**Task requirements**
Please start at the first line of the records beneath and quote each line exactly, ending with the line containing "form: [[175, 94]].".

Data entries:
+ + + + + + +

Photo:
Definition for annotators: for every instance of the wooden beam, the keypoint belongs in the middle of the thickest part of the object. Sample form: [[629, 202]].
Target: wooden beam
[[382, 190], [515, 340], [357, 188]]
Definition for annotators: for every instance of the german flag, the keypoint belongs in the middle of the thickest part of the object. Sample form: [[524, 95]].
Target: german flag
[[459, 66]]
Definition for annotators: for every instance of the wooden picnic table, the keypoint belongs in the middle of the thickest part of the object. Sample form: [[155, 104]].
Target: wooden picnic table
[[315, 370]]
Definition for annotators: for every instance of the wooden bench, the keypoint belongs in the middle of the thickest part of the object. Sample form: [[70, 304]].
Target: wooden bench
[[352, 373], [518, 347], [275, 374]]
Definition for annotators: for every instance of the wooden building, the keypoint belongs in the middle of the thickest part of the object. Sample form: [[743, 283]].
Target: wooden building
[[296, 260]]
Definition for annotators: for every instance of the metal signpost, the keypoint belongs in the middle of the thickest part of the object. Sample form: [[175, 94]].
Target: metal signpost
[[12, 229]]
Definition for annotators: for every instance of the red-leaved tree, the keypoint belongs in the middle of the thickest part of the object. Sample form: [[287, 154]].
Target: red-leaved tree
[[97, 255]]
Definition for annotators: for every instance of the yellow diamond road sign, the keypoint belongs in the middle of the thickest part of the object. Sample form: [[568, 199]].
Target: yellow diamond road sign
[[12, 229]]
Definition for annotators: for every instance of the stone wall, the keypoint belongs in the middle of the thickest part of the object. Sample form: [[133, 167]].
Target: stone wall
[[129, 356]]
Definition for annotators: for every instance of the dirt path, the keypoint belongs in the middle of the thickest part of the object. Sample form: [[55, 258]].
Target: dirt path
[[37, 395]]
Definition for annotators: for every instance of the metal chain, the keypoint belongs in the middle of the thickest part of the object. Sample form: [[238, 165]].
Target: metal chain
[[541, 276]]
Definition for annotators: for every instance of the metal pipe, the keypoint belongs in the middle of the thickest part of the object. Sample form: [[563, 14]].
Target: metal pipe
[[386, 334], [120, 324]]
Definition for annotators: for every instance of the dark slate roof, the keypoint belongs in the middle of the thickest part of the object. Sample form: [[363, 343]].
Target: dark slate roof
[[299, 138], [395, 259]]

+ + + + + + +

**Exercise answer**
Photo:
Definition for annotators: for every instance of the wooden beam, the keypoint belongs in the middle of the thickest part of the object. Sample form: [[629, 202]].
Target: wooden beam
[[382, 190], [515, 340], [357, 188]]
Definition for annotators: for every instance of the german flag, the keypoint belongs in the middle of the thickest part of the object. Sample form: [[524, 95]].
Target: german flag
[[459, 66]]
Definition for annotators: for every instance of the wooden picnic table, the keypoint belongs in the middle of the thickest part of the object. Sample form: [[155, 104]].
Target: wooden picnic table
[[315, 370]]
Definition for annotators: for every instance of the wooden bench, the keypoint belongs in the middle of the thickest part of the object. Sample form: [[70, 304]].
Target: wooden bench
[[352, 373], [518, 347], [275, 374]]
Definition for annotators: for every instance of the wooden building, the keypoint belongs in the middle of the thickest part of the object. Sample form: [[743, 283]].
Target: wooden building
[[296, 260]]
Definition for annotators: for every instance of the metal signpost, the keypoint belongs in the middle of the thickest part of the object. Sample form: [[175, 94]].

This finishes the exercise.